*** EXERCISE DATA Section Begins ***
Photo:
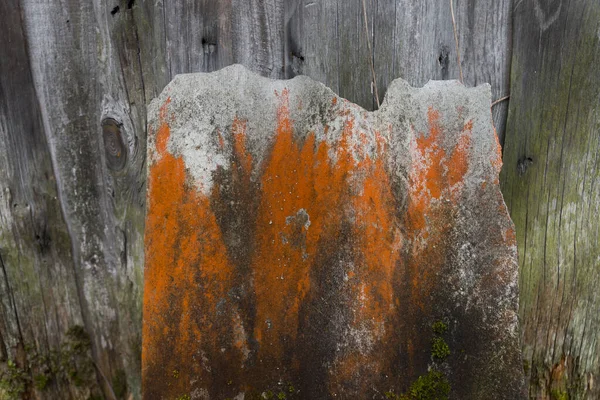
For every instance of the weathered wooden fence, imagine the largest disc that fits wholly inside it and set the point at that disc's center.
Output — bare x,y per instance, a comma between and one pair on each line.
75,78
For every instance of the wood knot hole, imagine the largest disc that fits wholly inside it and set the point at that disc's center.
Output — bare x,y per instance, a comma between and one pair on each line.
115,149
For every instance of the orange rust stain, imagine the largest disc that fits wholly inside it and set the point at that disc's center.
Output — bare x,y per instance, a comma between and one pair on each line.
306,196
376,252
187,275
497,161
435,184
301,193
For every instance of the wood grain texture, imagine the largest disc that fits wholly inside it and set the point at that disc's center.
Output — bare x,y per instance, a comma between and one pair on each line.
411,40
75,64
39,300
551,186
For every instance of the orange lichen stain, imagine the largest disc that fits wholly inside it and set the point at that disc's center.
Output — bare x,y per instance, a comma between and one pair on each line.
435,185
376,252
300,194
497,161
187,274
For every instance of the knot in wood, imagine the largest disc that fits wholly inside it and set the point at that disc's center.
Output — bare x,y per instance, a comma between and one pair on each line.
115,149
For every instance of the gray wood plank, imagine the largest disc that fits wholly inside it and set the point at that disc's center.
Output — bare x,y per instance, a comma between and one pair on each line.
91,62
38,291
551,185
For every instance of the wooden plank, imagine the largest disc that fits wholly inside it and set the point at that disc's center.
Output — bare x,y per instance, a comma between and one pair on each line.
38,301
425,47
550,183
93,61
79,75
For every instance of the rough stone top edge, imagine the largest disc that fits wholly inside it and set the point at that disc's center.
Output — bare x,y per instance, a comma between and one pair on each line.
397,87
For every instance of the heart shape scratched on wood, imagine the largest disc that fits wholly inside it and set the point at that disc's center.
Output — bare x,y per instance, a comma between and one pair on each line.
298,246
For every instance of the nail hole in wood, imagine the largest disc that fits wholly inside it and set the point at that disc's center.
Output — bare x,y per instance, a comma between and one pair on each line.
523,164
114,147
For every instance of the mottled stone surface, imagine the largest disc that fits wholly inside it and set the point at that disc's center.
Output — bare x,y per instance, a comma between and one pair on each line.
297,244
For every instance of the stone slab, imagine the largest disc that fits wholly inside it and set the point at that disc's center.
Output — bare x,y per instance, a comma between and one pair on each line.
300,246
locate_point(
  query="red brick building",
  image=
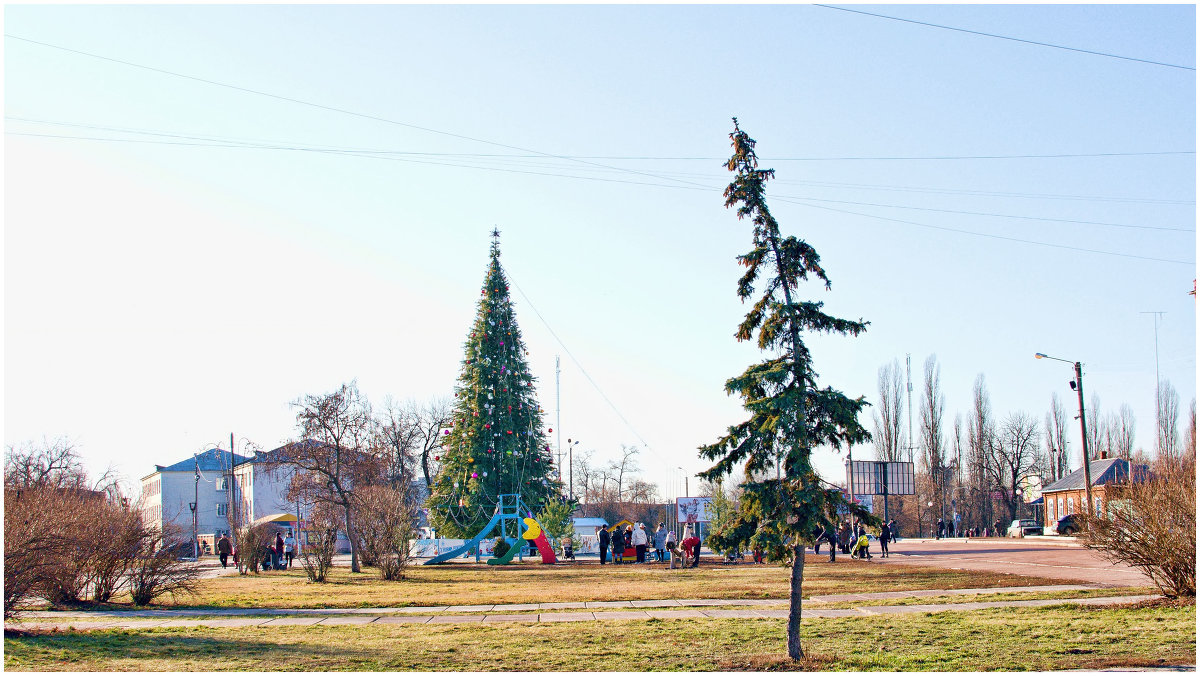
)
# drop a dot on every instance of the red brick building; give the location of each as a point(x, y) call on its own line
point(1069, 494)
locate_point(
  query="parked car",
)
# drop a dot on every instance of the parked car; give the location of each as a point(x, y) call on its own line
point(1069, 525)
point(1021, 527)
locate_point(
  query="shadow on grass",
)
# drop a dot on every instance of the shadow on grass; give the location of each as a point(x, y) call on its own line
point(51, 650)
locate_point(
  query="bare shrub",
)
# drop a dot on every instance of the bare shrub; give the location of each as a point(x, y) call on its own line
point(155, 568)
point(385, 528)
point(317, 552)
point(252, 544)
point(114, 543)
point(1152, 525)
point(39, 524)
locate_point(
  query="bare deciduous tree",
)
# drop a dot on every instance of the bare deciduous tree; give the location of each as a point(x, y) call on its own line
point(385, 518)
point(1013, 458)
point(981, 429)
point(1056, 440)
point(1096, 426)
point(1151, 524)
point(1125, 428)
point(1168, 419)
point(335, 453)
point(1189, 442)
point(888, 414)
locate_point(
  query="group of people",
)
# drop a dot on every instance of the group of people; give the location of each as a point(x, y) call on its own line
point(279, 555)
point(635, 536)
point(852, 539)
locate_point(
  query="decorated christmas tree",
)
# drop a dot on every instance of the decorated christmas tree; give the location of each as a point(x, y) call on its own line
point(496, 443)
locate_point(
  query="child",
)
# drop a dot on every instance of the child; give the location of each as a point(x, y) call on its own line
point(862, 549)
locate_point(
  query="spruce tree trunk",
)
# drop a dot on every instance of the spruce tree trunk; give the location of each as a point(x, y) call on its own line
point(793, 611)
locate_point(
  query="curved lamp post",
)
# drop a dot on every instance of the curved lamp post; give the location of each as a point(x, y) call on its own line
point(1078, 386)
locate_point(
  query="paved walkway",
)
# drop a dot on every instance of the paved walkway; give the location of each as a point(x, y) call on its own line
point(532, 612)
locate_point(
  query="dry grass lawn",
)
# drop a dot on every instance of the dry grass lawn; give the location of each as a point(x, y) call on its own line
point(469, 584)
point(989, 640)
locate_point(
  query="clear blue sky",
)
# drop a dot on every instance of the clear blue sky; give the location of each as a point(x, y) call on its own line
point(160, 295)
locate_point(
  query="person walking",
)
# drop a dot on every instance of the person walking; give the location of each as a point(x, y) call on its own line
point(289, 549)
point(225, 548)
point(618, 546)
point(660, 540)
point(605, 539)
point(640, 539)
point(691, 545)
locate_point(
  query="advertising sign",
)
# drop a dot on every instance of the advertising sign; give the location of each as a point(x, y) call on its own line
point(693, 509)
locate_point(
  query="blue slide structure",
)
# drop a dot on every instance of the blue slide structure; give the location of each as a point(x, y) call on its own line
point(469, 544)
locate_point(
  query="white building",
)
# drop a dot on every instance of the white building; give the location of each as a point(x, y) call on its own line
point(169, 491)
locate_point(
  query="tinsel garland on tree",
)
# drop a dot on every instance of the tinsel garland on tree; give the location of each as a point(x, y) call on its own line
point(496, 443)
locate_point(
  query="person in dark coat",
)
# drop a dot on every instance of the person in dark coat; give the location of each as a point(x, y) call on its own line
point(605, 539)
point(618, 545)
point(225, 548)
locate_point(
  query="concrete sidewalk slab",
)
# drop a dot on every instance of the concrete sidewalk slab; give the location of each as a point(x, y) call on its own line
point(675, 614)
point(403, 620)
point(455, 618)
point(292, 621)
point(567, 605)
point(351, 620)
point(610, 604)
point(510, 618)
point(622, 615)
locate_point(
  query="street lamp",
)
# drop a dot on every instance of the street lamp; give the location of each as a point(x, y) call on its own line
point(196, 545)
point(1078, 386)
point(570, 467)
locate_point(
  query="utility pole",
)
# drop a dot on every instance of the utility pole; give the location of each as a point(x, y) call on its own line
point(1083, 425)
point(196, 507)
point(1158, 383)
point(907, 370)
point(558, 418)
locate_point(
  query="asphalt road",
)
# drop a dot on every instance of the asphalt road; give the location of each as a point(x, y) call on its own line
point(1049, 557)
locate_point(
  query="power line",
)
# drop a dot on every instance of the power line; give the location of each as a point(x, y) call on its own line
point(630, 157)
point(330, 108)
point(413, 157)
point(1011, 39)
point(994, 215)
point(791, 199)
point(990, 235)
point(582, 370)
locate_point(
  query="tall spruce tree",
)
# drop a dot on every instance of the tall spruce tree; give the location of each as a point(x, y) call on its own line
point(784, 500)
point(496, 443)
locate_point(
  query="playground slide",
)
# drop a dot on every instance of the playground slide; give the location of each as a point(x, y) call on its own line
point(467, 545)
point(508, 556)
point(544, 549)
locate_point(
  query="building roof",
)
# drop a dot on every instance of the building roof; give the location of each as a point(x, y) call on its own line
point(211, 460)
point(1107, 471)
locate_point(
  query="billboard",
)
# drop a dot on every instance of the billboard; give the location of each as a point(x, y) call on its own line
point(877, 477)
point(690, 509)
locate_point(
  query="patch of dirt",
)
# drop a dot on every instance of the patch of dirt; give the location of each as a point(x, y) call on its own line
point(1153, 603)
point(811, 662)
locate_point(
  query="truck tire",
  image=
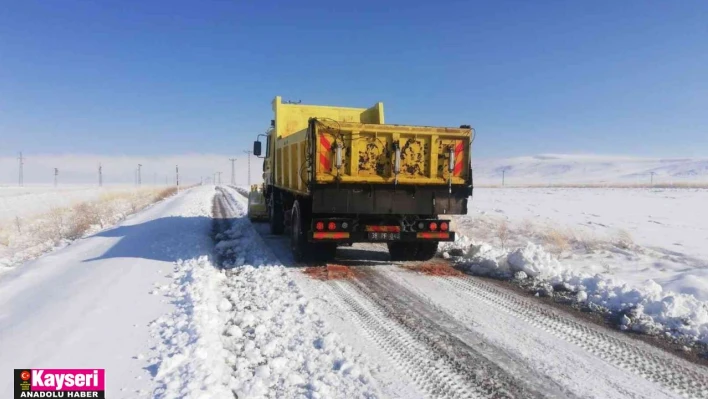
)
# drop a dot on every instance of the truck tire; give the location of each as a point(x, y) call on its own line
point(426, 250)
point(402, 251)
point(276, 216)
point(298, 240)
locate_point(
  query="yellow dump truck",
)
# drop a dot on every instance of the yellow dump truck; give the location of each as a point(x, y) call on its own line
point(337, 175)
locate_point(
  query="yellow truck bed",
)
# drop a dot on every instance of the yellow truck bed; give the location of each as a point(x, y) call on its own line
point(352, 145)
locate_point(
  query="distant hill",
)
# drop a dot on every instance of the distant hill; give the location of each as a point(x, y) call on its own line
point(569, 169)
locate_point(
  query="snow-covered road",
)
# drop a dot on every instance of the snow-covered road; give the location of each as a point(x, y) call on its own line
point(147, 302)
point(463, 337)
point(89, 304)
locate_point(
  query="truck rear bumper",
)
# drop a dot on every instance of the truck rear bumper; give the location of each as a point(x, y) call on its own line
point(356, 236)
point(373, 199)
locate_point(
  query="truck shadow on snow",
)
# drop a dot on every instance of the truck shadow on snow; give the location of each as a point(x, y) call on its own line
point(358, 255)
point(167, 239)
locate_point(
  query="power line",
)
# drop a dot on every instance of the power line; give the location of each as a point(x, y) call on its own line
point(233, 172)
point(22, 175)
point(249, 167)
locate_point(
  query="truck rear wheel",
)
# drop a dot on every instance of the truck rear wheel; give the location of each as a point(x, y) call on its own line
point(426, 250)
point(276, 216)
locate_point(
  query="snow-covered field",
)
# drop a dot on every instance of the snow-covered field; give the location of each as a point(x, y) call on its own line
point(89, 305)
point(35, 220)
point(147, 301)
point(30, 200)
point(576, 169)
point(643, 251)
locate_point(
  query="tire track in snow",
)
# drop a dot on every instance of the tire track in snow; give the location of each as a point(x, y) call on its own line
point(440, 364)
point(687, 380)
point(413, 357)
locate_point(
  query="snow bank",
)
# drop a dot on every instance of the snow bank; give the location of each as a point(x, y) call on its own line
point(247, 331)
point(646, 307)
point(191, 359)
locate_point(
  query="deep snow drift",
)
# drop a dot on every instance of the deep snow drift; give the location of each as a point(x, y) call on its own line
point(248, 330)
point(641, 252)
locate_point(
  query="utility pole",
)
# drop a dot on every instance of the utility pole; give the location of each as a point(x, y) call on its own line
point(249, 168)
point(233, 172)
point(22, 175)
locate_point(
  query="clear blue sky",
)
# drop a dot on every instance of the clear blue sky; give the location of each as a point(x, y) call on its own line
*** EXERCISE DATA Section Ends ***
### AIM OF THE TASK
Determine how many lines in the entries hold the string "wooden". Write only the number.

### SOLUTION FOR THIS TASK
2